* EXERCISE: Set the records down again in full, with every word kept.
====================
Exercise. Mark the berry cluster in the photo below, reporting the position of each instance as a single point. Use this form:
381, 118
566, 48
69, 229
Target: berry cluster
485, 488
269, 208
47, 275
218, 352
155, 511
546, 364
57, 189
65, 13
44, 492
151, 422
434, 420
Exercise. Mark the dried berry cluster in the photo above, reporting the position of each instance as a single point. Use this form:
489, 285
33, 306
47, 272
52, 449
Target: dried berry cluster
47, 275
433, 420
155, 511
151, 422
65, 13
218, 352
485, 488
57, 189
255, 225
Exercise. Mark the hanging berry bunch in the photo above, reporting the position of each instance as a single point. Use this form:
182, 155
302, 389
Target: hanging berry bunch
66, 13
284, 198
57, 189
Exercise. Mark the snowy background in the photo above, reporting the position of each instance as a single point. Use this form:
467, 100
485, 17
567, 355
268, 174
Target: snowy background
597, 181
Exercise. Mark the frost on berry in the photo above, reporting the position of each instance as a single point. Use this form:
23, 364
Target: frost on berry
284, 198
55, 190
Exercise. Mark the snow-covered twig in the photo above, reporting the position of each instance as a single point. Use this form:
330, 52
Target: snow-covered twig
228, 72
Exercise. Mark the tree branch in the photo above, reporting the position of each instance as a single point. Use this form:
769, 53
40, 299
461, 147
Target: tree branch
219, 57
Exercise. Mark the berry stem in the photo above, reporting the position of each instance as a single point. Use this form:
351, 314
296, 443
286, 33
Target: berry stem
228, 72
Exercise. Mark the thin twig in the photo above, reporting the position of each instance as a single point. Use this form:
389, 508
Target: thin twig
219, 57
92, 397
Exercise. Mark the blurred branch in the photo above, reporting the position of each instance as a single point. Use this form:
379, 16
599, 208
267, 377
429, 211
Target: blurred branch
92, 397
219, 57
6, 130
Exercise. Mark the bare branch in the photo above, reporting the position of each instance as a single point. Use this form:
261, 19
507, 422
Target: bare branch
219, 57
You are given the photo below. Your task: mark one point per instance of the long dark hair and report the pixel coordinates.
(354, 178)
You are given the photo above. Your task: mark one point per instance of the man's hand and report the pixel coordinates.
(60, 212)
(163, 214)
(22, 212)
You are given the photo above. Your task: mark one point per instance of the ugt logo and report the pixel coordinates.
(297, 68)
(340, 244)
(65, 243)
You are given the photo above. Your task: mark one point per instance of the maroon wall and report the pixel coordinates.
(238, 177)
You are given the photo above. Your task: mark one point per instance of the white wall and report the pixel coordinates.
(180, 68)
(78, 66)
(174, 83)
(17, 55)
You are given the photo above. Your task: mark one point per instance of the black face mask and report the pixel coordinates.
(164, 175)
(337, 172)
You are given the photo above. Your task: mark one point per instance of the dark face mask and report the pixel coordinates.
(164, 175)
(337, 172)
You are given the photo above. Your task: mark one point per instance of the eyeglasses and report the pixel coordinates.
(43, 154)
====================
* EXERCISE RESPONSE:
Exercise. Mark the berry cluster in the photo below, reporting the position of each instance as a single point. Use this form:
381, 118
566, 48
69, 229
Target: berry cluster
485, 488
269, 208
47, 275
218, 352
155, 511
546, 364
57, 189
65, 13
44, 492
151, 422
434, 420
Exercise. Mark the dried berry cluster in the photo above, reporting the position of each instance as a single point. Use this form:
489, 285
33, 306
47, 272
52, 449
Target: dried berry cluster
47, 275
433, 420
155, 511
151, 422
65, 13
218, 352
485, 488
57, 189
255, 225
Exercise. Mark the hanging berry bunch in the photo above, reporting the position of each instance as a single point. Use this form:
182, 155
302, 389
Target: hanging berry bunch
66, 13
284, 198
57, 189
Exercise. Mark the snowy background in the photo above, reporting the position of each instance as a single point. Use this form:
467, 100
485, 17
567, 355
268, 174
Target: snowy background
597, 181
Exercise. Mark the frost on berry in the photo above, reporting the position of each instance as a single point. Use this form:
23, 364
Target: frost on berry
284, 198
55, 190
Exercise. Mark the snow-covered twig in the photo above, reporting the position of each instance as a single point. Use this form:
330, 52
Target: snow-covered twig
228, 72
Exercise. Mark the tree branch in the photo above, reporting the position of each instance as a single point. Use this form:
769, 53
40, 299
461, 147
Target: tree branch
219, 57
Exercise. Mark the berry stem in the photo above, reporting the position of each instance as a single point. Use this form:
351, 314
296, 443
286, 33
Target: berry stem
228, 72
Exercise. Mark the thin twig in the photo above, reporting the position of each instance as a single point. Use this form:
389, 508
Target: thin twig
219, 57
92, 397
Exercise. Mark the blurred branch in the photo above, reporting the position of each instance as a single point. Use this form:
379, 16
599, 208
267, 377
429, 211
Target: blurred branch
92, 397
219, 57
6, 130
Exercise. Mark the bare branch in the photo above, reporting the position of each instance as a single point. Use this form:
261, 19
507, 422
Target: bare branch
219, 57
You are given the photo below. Your task: mark one point per instance of the long dark hair and report the pixel coordinates.
(354, 178)
You are given the photo above. Your task: mark one point per instance of the man's hand and report the pixel coordinates.
(60, 212)
(163, 214)
(22, 212)
You are given the photo above. Your task: mark one point per instance of the ugt logo and report the pixel coordinates.
(297, 68)
(340, 244)
(65, 243)
You are given the photo above. Your task: mark one point per instance of the maroon wall and report the pixel coordinates.
(238, 177)
You are given the photo above. Your task: mark one point per instance of the white wall and report the pixel coordinates.
(180, 68)
(78, 66)
(174, 83)
(17, 55)
You are given the photo above. Your task: mark one point per instance of the black face mask and report the pixel coordinates.
(164, 175)
(337, 172)
You are given the photo above. Your task: mark one point per instance of the dark face mask and report the pixel coordinates.
(164, 175)
(337, 172)
You are given the photo above. Your task: mark one point per instance of the eyeglasses and report the pixel coordinates.
(43, 154)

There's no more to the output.